- [Requirement 1] Summarize the agreement excerpt in two sentences.
- [Requirement 2] Write out the agreement excerpt word for word between "11.5.      In connection" and "of the Company.", inclusive.

- [Document excerpt]
──────────────────────────────
11.5.      In connection with the use of computers and other equipment, communication channels and / or computer programs owned by Third-Parties, in fulfilling obligations under the Agreement, the Parties agree that the Company is not responsible for any delays, interruptions, direct or indirect damage or loss, occur due to defects in any electronic or mechanical equipment and / or computer programs, or due to other objective technological reasons, as well as due to actions or omissions of Third-Parties, transmission problems data or connection, power outages that occurred through no fault of the Company.


12.1.          The Parties undertake not to disclose confidential information and not to use it otherwise than in order to perform their respective obligations hereunder. The Party that has received confidential information undertakes to provide it at least the same level of protection as the level of protection of its own confidential information.
──────────────────────────────
- [Extracted information]
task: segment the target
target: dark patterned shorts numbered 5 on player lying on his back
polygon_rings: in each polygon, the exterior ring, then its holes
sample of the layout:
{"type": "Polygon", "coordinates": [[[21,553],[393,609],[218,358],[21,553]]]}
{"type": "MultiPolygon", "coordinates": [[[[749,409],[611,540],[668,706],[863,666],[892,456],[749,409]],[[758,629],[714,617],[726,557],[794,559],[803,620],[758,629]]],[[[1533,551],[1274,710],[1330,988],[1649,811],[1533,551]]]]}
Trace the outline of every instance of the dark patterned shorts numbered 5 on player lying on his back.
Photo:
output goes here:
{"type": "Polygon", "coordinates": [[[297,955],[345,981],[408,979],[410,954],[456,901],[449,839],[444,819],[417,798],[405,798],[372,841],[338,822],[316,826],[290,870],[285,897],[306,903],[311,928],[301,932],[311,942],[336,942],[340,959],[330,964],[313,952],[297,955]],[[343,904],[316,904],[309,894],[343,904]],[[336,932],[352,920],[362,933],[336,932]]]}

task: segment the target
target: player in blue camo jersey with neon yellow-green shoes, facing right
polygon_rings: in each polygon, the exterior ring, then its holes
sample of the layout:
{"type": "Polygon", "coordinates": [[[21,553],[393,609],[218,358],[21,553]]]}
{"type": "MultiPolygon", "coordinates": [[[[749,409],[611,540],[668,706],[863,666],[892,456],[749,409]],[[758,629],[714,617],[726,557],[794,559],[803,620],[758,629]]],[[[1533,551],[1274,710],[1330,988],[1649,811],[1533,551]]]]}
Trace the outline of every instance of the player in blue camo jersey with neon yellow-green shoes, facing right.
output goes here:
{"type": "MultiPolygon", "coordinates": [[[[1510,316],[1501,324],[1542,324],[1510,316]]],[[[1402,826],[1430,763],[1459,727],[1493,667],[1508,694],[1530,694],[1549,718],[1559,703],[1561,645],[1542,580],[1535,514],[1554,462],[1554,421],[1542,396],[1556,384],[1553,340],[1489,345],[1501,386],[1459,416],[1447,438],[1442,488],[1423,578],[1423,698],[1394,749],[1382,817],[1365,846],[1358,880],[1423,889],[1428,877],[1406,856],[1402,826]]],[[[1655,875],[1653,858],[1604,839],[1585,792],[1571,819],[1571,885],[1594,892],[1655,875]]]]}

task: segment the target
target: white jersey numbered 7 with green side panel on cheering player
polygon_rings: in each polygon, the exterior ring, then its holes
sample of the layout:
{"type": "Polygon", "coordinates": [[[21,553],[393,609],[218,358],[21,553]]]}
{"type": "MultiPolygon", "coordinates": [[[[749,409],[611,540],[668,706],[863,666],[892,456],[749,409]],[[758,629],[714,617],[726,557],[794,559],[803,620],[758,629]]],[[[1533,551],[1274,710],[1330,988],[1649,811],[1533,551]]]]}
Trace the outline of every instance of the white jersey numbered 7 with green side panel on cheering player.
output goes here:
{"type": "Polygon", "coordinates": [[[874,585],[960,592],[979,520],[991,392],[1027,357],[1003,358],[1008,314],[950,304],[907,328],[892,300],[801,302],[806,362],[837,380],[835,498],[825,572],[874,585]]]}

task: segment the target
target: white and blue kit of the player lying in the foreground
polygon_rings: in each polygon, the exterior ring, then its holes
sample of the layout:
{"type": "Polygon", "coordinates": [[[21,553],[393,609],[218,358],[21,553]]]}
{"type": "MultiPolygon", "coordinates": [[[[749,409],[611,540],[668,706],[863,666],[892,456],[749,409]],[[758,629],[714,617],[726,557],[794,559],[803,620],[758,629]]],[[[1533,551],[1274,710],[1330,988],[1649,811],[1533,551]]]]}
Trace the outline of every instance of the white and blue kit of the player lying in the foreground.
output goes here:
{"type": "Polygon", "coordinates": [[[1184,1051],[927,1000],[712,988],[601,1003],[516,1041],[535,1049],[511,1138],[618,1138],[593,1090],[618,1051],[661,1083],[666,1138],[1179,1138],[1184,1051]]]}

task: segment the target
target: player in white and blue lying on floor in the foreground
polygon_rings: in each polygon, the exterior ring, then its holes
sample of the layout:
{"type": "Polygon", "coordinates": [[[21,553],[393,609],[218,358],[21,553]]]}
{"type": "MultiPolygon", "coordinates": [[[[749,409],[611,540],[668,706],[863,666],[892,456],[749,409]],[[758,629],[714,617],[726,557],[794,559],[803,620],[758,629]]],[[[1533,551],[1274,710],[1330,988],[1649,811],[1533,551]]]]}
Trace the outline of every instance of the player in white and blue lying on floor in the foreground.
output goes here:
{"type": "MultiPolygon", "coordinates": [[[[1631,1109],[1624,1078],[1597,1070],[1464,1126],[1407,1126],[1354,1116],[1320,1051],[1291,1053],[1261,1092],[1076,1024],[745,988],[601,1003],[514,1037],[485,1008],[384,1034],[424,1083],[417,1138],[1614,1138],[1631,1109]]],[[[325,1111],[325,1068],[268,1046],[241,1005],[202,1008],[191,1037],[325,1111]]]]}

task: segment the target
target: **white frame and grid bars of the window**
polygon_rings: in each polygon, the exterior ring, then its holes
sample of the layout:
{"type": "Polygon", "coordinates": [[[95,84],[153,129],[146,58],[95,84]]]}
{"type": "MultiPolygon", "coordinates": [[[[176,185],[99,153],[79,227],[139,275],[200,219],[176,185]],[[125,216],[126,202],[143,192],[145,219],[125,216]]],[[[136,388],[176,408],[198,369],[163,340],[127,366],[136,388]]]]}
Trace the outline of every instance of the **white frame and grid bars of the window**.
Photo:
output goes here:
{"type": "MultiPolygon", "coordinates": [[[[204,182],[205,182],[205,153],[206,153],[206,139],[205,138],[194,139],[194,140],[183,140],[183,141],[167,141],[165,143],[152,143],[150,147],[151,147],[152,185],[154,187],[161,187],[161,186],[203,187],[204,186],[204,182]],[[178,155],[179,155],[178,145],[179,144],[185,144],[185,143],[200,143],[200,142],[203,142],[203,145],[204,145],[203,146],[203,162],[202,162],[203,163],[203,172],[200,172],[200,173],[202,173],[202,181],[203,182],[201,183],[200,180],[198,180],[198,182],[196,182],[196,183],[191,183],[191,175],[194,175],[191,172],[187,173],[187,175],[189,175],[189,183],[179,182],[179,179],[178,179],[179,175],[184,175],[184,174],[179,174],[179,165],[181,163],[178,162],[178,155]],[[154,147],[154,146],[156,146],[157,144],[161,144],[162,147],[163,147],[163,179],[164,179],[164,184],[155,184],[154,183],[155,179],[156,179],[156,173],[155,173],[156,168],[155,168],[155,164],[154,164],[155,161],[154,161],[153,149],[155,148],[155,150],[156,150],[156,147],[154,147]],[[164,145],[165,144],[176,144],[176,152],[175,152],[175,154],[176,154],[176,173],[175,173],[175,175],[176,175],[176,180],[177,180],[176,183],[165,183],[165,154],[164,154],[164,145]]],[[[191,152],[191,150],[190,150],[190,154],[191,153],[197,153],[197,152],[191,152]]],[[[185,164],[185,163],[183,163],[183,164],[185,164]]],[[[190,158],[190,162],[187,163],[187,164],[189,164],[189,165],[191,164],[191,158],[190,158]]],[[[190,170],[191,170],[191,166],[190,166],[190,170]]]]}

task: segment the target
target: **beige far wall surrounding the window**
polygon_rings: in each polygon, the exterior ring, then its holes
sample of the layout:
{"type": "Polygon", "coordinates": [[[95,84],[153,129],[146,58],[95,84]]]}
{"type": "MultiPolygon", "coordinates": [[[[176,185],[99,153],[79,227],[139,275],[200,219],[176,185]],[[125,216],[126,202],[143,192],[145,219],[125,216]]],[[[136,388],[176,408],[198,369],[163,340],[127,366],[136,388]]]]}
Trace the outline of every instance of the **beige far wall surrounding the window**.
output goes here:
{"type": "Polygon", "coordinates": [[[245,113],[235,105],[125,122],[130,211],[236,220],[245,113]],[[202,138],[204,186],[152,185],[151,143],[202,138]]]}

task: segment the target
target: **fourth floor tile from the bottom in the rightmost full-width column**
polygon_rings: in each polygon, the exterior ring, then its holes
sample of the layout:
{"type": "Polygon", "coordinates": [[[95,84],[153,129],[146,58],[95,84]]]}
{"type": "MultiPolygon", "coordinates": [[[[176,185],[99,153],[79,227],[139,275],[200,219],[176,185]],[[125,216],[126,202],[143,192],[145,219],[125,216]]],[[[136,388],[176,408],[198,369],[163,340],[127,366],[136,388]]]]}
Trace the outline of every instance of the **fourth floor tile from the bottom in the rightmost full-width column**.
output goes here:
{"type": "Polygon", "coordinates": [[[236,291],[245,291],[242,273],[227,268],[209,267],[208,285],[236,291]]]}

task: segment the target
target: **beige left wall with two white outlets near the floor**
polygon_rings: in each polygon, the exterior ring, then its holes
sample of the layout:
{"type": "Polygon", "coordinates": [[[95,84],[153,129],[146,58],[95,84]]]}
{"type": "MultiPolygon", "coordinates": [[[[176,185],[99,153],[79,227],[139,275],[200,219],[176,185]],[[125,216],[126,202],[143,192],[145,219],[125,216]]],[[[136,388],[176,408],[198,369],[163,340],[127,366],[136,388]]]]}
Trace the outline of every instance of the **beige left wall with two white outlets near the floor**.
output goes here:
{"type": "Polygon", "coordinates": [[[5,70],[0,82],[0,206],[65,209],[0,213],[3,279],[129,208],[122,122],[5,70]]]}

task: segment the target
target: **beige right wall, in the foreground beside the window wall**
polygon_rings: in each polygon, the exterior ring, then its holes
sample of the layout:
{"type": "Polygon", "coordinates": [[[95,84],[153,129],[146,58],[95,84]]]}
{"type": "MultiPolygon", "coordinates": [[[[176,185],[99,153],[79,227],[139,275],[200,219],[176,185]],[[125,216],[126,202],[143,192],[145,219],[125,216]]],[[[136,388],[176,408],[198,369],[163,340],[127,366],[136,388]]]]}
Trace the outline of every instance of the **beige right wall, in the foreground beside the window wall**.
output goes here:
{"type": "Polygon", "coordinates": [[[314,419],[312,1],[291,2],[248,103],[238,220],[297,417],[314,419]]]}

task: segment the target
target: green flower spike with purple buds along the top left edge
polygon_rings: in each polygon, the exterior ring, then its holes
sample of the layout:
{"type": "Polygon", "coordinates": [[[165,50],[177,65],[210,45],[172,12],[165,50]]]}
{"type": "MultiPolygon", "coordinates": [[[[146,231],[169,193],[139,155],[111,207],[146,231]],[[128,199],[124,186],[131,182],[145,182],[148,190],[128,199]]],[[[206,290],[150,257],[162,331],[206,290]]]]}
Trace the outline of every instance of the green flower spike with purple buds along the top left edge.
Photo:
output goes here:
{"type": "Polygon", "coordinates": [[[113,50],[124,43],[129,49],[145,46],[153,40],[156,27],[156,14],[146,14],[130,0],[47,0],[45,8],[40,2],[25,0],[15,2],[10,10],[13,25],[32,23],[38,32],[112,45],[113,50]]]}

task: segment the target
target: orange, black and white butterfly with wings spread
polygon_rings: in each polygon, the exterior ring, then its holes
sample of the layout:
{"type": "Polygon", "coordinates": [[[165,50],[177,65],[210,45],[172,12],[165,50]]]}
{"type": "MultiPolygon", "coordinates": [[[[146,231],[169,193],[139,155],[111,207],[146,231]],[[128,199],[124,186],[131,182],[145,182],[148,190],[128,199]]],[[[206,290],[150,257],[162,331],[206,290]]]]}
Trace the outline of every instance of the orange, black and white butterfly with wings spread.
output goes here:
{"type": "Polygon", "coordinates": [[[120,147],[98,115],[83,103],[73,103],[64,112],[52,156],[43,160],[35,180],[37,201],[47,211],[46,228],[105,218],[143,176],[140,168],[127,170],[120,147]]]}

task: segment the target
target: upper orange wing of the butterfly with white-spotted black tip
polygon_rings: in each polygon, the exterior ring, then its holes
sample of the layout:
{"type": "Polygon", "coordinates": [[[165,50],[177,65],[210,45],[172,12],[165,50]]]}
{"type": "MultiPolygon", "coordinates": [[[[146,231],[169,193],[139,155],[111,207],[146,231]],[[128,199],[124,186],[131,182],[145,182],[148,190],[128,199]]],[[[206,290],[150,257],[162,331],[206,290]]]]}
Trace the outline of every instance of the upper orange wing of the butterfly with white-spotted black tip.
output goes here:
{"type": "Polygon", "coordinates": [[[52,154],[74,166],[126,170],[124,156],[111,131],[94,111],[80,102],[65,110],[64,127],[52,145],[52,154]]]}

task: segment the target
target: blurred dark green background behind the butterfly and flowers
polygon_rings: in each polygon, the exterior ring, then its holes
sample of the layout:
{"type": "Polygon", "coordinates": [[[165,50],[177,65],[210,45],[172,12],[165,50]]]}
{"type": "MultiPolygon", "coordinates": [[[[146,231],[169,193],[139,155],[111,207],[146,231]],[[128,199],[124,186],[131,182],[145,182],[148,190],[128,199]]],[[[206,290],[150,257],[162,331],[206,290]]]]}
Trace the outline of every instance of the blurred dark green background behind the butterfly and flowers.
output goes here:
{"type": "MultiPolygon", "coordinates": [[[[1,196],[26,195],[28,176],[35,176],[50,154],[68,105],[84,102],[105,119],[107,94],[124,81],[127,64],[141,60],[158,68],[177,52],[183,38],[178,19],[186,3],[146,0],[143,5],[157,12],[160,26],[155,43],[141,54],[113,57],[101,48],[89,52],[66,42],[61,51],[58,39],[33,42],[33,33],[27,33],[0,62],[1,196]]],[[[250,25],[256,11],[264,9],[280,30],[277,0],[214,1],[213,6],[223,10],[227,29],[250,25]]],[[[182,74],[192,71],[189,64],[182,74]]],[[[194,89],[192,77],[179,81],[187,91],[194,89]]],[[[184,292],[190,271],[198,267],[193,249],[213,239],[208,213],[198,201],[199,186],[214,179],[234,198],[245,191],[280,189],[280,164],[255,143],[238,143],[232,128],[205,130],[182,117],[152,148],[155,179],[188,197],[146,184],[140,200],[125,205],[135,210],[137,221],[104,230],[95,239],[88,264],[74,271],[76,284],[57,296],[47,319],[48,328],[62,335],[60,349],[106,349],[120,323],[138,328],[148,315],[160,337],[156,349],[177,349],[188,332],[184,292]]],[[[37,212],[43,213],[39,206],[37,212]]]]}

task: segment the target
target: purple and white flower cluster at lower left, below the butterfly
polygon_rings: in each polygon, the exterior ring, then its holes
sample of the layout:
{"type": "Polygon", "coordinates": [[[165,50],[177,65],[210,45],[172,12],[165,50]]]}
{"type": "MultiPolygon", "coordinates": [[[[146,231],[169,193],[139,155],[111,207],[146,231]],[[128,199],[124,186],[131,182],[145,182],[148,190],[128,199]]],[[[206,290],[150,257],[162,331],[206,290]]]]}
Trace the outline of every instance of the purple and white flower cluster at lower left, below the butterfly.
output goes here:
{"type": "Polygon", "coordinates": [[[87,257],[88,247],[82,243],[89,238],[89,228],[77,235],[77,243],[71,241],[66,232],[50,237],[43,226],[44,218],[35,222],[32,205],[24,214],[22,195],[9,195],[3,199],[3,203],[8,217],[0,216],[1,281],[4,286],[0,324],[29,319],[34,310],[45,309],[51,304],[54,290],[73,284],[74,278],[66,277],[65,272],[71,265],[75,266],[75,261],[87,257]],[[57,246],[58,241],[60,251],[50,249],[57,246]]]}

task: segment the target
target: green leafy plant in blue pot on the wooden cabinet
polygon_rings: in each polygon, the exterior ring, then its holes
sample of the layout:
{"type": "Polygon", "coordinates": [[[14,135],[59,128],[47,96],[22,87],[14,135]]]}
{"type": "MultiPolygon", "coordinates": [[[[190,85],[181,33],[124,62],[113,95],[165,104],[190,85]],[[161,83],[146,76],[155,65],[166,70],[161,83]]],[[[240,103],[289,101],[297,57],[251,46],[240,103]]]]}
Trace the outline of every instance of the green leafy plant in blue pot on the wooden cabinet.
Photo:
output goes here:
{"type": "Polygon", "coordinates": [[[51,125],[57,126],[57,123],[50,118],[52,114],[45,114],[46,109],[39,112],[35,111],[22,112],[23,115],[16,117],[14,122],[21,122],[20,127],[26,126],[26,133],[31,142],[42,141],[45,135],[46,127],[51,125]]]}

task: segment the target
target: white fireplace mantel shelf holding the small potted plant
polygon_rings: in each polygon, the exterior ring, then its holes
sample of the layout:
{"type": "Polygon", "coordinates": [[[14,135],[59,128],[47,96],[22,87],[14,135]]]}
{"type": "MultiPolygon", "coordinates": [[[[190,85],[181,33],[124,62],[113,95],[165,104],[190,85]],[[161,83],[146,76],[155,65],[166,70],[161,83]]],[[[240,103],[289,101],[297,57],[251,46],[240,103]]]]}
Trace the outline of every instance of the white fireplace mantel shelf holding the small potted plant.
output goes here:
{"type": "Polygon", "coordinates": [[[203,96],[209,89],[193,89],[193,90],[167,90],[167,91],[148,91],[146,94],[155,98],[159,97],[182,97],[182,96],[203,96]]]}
──────────────────────────────
- [Response area 1] The Company is not responsible for delays, interruptions, damage or loss caused by defects in equipment or computer programs, other objective technological reasons, actions or omissions of Third-Parties, data transmission or connection problems, or power outages that occur through no fault of the Company. The Parties also undertake not to disclose confidential information or use it except to perform their obligations, and a Party receiving such information must protect it at least as well as its own confidential information.

- [Response area 2]
11.5.      In connection with the use of computers and other equipment, communication channels and / or computer programs owned by Third-Parties, in fulfilling obligations under the Agreement, the Parties agree that the Company is not responsible for any delays, interruptions, direct or indirect damage or loss, occur due to defects in any electronic or mechanical equipment and / or computer programs, or due to other objective technological reasons, as well as due to actions or omissions of Third-Parties, transmission problems data or connection, power outages that occurred through no fault of the Company.